**Problem description:** Give back, unchanged, each line from the one containing "Target: ceiling light mount" through the last line of the entries below.

(Beginning of Supplied records)

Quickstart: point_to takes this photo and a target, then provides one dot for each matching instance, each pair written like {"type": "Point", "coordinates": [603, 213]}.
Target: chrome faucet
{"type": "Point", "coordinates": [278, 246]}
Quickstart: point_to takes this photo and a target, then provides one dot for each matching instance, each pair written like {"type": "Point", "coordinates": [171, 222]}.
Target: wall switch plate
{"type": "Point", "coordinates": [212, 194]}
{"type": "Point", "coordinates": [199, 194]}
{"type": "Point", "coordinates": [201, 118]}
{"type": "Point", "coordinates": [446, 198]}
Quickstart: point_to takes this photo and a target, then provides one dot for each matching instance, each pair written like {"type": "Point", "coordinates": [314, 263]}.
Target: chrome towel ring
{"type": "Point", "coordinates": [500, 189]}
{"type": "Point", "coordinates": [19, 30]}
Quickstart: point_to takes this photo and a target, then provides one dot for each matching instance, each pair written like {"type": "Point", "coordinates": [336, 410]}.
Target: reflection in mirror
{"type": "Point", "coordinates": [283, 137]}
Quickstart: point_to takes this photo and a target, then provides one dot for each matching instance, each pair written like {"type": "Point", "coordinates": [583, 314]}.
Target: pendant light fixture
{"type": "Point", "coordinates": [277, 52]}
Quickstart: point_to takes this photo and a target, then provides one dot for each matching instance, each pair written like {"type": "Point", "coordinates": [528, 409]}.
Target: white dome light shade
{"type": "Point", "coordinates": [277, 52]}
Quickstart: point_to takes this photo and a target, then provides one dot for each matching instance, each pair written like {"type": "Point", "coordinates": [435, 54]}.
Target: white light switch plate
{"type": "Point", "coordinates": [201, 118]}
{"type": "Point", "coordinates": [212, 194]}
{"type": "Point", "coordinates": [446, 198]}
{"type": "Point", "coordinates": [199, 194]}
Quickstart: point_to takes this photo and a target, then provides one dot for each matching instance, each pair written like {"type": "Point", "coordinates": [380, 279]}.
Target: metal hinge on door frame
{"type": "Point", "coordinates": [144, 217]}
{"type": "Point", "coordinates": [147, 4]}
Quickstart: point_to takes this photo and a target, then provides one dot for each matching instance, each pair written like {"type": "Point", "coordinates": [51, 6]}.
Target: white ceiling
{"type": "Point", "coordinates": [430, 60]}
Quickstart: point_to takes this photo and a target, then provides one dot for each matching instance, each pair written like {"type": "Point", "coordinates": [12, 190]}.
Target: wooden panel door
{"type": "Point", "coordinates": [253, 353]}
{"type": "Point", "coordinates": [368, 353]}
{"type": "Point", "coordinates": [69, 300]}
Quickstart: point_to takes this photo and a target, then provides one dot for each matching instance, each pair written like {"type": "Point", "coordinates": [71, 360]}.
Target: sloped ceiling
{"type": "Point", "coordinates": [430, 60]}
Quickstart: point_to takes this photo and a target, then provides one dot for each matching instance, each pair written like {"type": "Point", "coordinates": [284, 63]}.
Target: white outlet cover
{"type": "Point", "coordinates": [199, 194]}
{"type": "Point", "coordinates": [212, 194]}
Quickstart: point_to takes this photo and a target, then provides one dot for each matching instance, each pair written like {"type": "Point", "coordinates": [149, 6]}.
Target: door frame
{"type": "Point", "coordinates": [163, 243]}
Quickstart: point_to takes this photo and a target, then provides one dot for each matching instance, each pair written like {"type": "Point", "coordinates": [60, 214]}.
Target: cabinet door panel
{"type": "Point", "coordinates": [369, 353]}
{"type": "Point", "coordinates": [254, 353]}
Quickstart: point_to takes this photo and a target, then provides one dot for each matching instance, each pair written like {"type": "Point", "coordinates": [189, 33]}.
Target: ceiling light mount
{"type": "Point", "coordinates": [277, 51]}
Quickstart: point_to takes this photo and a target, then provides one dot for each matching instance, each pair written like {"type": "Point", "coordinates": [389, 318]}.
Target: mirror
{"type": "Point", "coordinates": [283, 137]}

(End of Supplied records)

**Answer space:**
Target: ceiling light mount
{"type": "Point", "coordinates": [277, 51]}
Quickstart: point_to takes this photo and a target, then provides one dot for each matching instance, each pair written like {"type": "Point", "coordinates": [389, 318]}.
Target: mirror
{"type": "Point", "coordinates": [283, 137]}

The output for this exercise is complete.